Stored data entries:
·····
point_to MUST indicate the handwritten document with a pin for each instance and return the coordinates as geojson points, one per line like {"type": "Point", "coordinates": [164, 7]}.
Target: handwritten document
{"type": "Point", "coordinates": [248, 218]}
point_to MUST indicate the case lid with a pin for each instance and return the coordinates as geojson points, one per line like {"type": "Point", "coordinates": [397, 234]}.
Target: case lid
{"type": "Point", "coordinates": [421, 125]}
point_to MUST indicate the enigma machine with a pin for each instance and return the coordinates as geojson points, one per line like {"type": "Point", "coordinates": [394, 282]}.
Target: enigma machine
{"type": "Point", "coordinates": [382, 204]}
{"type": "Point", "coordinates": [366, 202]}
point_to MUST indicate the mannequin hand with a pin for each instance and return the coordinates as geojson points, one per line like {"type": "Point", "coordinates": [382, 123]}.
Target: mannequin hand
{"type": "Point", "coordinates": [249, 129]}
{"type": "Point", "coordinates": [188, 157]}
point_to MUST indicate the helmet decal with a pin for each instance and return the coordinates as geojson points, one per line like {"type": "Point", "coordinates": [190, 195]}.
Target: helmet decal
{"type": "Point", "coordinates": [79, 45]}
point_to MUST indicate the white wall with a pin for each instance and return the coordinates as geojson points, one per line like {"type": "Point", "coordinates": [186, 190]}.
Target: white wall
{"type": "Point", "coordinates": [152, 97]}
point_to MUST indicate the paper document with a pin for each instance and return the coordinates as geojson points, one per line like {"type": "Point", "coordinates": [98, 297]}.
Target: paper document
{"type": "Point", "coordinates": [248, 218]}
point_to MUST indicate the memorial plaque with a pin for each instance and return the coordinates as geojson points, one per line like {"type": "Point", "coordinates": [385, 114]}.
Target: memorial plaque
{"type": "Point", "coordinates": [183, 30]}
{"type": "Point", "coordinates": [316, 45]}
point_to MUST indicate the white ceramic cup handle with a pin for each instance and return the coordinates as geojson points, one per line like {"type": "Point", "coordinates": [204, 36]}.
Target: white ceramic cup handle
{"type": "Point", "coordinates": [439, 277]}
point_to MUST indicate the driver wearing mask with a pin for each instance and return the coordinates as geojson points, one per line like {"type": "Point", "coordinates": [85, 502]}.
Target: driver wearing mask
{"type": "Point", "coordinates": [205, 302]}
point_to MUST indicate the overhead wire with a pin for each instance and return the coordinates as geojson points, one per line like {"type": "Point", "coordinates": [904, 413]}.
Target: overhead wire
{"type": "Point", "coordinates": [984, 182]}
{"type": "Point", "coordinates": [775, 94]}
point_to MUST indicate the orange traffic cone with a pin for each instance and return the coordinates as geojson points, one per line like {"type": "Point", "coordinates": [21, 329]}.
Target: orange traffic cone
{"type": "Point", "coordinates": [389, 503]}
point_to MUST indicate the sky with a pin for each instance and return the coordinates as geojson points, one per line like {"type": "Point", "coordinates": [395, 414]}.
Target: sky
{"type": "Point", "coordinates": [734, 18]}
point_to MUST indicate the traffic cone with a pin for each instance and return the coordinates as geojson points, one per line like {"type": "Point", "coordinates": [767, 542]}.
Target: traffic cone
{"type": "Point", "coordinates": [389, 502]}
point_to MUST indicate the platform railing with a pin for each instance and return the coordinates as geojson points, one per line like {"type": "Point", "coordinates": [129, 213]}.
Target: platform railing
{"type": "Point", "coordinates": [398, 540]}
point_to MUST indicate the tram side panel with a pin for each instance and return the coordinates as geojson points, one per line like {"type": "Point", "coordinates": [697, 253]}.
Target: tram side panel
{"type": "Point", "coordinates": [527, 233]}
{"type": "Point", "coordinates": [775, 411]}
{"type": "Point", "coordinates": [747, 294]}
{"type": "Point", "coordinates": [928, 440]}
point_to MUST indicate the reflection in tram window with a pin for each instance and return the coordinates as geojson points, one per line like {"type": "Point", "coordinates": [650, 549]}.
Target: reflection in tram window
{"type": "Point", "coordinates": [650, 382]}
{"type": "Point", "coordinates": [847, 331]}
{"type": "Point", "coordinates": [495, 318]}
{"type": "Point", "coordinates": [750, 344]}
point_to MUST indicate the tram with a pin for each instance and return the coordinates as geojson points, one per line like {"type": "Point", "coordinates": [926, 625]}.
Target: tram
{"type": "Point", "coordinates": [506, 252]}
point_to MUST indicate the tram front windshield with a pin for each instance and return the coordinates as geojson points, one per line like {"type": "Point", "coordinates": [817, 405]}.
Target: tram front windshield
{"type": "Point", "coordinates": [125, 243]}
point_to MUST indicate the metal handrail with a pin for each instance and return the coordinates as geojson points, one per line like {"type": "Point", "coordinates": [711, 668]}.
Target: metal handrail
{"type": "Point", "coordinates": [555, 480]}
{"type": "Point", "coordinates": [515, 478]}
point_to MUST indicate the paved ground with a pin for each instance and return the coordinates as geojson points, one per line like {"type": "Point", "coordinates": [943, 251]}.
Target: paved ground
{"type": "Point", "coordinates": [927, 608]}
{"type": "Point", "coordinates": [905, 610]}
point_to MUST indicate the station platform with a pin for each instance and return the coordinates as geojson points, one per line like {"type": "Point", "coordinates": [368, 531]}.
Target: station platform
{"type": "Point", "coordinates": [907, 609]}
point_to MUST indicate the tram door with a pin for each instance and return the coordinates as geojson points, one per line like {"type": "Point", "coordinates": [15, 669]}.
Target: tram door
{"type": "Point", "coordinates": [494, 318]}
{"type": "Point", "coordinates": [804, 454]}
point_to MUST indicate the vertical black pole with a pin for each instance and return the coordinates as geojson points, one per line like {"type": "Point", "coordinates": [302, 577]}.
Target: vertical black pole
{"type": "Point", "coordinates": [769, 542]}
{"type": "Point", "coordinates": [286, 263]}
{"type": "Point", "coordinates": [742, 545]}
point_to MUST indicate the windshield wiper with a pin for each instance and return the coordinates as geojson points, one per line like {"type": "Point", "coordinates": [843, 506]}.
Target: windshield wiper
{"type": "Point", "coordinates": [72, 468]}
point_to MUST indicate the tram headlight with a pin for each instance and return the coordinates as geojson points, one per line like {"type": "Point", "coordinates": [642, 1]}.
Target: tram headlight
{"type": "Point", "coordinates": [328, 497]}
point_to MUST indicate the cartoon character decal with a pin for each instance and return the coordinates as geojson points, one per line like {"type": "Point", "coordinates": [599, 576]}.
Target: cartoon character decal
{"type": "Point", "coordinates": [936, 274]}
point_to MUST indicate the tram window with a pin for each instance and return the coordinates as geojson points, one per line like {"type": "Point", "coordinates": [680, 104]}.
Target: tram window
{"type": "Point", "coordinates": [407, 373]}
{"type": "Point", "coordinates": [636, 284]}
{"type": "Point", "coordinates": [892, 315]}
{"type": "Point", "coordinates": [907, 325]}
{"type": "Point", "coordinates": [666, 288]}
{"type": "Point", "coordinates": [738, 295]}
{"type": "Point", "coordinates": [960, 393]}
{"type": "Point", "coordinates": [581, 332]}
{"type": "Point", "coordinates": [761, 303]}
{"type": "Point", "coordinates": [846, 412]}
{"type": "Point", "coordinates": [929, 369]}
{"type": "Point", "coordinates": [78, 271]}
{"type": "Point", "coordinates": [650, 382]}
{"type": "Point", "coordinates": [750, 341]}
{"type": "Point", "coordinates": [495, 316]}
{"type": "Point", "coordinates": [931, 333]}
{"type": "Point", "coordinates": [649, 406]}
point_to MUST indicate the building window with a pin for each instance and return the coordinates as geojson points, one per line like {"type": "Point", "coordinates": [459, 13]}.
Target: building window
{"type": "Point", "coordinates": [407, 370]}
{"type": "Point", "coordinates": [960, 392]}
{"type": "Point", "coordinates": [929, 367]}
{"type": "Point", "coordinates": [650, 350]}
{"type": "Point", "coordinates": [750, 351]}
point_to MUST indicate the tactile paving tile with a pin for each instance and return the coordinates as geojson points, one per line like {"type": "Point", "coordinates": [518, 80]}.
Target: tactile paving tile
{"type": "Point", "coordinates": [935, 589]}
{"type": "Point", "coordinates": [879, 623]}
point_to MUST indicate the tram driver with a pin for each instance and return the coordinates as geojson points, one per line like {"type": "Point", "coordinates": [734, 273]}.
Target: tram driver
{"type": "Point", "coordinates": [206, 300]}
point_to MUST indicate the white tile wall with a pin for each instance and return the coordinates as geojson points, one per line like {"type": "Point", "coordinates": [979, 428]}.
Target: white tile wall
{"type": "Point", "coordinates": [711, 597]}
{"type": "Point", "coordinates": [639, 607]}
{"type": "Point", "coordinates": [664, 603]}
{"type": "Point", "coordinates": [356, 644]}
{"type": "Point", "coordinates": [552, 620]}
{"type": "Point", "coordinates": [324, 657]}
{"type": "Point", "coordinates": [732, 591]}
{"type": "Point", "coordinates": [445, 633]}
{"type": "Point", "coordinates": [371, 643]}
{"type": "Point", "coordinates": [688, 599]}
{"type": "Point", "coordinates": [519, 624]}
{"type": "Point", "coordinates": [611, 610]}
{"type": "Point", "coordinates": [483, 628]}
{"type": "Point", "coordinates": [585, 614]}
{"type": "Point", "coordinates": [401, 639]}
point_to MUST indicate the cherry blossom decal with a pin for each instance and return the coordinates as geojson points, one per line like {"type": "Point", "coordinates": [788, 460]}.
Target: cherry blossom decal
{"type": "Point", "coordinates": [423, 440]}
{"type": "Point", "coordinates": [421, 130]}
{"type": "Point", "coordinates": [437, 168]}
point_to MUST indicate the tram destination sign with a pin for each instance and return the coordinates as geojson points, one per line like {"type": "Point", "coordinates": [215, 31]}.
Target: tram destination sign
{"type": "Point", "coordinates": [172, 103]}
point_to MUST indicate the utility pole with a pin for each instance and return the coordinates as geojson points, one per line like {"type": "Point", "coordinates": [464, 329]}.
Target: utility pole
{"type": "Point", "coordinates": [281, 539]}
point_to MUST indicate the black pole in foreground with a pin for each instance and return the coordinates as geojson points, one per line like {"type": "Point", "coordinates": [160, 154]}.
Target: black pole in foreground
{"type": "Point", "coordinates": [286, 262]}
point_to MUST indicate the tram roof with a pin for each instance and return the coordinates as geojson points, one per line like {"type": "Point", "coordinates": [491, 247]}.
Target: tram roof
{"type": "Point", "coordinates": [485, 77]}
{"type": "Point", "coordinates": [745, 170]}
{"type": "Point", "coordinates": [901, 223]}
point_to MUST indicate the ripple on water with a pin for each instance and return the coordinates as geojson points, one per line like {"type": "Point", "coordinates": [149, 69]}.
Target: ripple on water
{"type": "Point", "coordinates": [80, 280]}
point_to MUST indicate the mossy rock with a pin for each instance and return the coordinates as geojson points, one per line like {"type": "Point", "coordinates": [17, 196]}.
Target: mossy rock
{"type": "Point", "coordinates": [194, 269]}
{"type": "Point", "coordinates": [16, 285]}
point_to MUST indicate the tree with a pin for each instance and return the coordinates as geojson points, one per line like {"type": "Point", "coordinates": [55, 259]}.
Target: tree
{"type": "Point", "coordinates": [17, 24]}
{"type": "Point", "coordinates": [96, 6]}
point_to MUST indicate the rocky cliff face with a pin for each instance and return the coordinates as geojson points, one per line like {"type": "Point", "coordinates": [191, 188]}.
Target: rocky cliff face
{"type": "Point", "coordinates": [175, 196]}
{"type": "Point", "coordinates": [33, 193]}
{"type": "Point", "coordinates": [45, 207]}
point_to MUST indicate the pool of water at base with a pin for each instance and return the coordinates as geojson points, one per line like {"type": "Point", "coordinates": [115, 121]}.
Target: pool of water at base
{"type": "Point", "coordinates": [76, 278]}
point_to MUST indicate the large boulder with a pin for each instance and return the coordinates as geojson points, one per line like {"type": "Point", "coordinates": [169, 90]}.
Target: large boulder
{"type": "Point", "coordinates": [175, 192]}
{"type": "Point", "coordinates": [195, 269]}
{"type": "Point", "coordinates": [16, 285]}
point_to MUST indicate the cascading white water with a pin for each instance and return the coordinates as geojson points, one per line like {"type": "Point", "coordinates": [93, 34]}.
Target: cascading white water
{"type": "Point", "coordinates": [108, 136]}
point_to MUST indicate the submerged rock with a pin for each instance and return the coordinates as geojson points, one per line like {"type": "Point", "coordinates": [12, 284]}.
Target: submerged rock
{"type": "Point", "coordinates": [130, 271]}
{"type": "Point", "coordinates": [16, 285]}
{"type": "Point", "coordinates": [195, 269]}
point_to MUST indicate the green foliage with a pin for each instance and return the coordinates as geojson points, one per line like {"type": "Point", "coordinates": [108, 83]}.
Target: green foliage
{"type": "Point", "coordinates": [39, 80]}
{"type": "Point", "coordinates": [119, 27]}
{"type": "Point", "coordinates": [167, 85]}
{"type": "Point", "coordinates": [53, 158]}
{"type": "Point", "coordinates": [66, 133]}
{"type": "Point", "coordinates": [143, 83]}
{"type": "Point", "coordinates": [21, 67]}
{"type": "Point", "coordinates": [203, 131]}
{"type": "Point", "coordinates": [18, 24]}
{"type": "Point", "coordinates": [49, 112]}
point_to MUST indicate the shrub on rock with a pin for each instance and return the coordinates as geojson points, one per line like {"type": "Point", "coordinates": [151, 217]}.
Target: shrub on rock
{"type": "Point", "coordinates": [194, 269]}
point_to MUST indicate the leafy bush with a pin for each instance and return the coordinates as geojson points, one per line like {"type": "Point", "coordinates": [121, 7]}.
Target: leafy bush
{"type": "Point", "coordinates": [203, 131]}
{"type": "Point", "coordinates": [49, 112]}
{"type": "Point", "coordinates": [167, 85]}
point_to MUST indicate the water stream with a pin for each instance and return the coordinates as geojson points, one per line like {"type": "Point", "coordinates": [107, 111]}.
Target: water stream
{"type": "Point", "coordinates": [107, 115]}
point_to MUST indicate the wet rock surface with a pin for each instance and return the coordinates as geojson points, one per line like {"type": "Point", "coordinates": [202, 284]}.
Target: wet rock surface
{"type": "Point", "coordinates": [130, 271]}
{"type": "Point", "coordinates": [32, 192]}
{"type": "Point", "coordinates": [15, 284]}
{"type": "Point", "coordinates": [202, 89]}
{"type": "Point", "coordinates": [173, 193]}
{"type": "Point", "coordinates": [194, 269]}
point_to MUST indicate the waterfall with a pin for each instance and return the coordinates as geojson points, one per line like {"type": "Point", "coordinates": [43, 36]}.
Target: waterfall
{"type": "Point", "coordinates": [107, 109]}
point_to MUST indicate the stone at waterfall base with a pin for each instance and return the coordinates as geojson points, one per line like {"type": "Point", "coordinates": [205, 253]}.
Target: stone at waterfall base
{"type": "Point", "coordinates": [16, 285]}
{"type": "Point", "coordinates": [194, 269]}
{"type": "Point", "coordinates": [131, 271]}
·····
◆ **ABOUT THIS EXERCISE**: Find "Target: vertical black pole" in the entries above and copy that whole line exactly, then each line after it through the line that contains "point_to MUST indicate the tram window".

◆ **ANSWER BOX**:
Target: vertical black pole
{"type": "Point", "coordinates": [769, 542]}
{"type": "Point", "coordinates": [286, 263]}
{"type": "Point", "coordinates": [742, 545]}
point_to MUST indicate the windshield wiper with a pin for each instance and return the coordinates as geojson points, one per line like {"type": "Point", "coordinates": [843, 506]}.
Target: windshield wiper
{"type": "Point", "coordinates": [72, 468]}
point_to MUST indicate the tram headlight with a pin for each instance and return the coordinates as geojson points, one per line like {"type": "Point", "coordinates": [642, 1]}.
Target: tram headlight
{"type": "Point", "coordinates": [328, 497]}
point_to MUST indicate the cartoon character decal with a pin for each instance and return the coordinates as geojson points, one per line like {"type": "Point", "coordinates": [599, 576]}.
Target: cartoon character decal
{"type": "Point", "coordinates": [936, 274]}
point_to MUST indicate the tram window with a pin for each instance and return the coordinates as geojson points, one per line like {"type": "Point", "coordinates": [680, 104]}.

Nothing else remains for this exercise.